Tasks for this exercise ::
**1.** Please explain, in one to three sentences and using the passage on offloading protocol functions below, why the offload engine architecture does not scale to data traffic rates of around 10 Gbps.
**2.** In the passage on offloading protocol functions below, through what interface does a host access buffer memory 15?

START Reading passage

This invention is in the field of networked communication systems and methods and more particularly to systems and methods of offloading protocol functions.
Ethernet networks are widely used within local area networks (LAN) to allow computers and other processing elements within to communicate. Such Ethernet networks have evolved from data traffic speeds of 1 Gigabit/second (Gbps) to 10 Gbps and greater. This increase in data traffic speeds has created a need to process the incoming and outgoing packets in a faster manner using Ethernet protocols. One such solution is the offloading of protocol functions to other parts of the system to alleviate the data traffic load at a particular point in the system.
This need for offloading protocol functions becomes both more important and more difficult as the data traffic speed increases. This is especially true for high performance embedded systems, which typically rely on high density, distributed processing elements, which are optimized to perform specific digital signal processing (DSP) functions. If such processing elements must also handle complex communication protocols such as Transmission Control Protocol/Internet Protocol (TCP/IP), commonly used in Ethernet networks, they will be able to perform far less of the signal processing function for which they were designed.
Offload engines, which are capable of handling some or the entire communication protocol stack, may be used at an Ethernet network interface. The architecture of a typical prior art high performance offload engine for a 1 Gb/s Ethernet interface is shown in
Offload engine 10 provides the physical layer interface 35 to the network (through media access control (MAC) layer 40), and can move Ethernet frames between buffer memory 15 and the network. Buffer memory 15 is also accessible to a host through Peripheral Component Interconnect (PCI) bus interface 20 through memory controller 30. Software application (SA) 25 which runs on processors within offload engine 10 also accesses buffer memory 15 and can perform protocol offloading tasks. At data traffic rates of 1 Gbps, it is possible for offload engine 10 to conduct TCP offloading (e.g. segmentation and checksum operations) and even provide advanced capabilities such as iWARP and Remote Direct Memory Access (RDMA) protocol acceleration within software application 25. As future protocols become commonly used, software application 25 can be rewritten or adapted to support them.
A problem with offload engine 10 is that, for data traffic rates of around 10 Gbps or more, the architecture does not scale well. An increase in the number of processors within offload engine 10 by a factor of ten (e.g. between two to twenty) would result not only in die size and power consumption issues, but also difficulty in creating software to coordinate the processors. A ten-tupling of processor clock speeds is currently unavailable at reasonable prices, and therefore a new architecture is needed to provide similar functionality at data traffic speeds of 10 Gbps.
Another problem with a typical offload engine 10 is that at a 10 Gbps data traffic rate, offload engine 10 assumes communications occur with a single host over a PCI bus.
A solution to the aforementioned problems is to use field-programmable gate arrays (FPGA) technology to provide a hardware application (HA) to support multiple custom protocols at very high data rates. Instead of writing software to run on a processor, the architecture runs in the configurable area of an FPGA offload engine to perform protocol offloading while using fixed function logic blocks to perform physical and logical layer interface functions.
In an embedded system, alternatively, the packets arriving to an Ethernet connection at 10 Gbps will be distributed to multiple processing elements over a switched fabric, using a RapidIO™, PCI Express™, or HyperTransport™ architecture. Bridging between a reliable, ordered switched fabric like RapidIO™ and an unreliable, unordered network like Ethernet is a difficult problem. Several strategies for connecting an Ethernet network to a RapidIO™ switched fabric are disclosed herein.

END Reading passage
START Data

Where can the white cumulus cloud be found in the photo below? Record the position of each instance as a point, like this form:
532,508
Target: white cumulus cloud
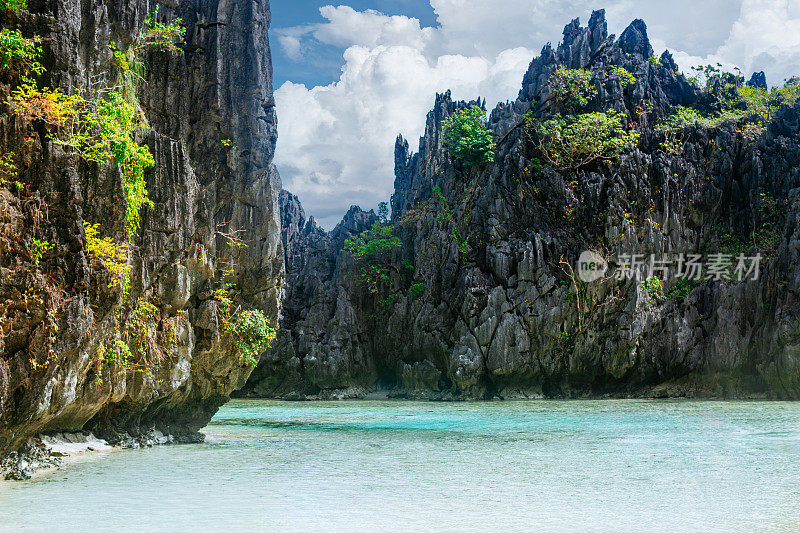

END Data

Answers by task ::
**1.** Multiplying the number of processors in the offload engine by ten would raise die size and power consumption problems, and it would also make the software that coordinates the processors hard to create. A tenfold increase in processor clock speeds is not available at reasonable prices, so a new architecture is needed for 10 Gbps.

**2.** Through Peripheral Component Interconnect (PCI) bus interface 20, by way of memory controller 30.